**Source data**
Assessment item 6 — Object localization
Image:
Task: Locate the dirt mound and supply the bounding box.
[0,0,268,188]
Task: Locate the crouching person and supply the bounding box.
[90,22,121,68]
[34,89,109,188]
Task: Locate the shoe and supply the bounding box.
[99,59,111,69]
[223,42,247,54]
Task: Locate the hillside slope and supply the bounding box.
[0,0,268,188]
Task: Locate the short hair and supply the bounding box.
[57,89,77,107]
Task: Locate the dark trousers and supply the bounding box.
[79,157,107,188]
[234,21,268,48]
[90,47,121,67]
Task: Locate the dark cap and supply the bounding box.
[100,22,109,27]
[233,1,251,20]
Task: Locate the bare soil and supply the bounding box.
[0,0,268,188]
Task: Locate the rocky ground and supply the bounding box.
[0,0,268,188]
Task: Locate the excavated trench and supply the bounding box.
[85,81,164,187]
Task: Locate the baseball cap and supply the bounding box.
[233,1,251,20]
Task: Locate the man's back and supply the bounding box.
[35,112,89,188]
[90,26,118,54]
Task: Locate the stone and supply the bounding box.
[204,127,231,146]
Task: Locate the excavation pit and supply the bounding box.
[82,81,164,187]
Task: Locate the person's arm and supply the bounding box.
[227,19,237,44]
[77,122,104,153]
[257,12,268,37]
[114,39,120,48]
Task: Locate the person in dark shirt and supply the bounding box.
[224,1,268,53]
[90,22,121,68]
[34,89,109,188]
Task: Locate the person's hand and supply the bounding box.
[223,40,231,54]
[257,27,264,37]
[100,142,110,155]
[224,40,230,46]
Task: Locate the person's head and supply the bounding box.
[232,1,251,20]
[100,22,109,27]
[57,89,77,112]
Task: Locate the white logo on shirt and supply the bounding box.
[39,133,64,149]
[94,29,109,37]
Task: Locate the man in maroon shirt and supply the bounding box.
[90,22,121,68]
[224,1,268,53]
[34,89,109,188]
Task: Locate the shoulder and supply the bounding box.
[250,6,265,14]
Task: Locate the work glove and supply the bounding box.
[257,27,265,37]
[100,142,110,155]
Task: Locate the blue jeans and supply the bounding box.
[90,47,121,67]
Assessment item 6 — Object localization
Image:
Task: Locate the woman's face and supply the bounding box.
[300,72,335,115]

**Problem to solve**
How many of the lines above contain the word "dark"? Reply with the number alone.

**Answer to this exercise**
3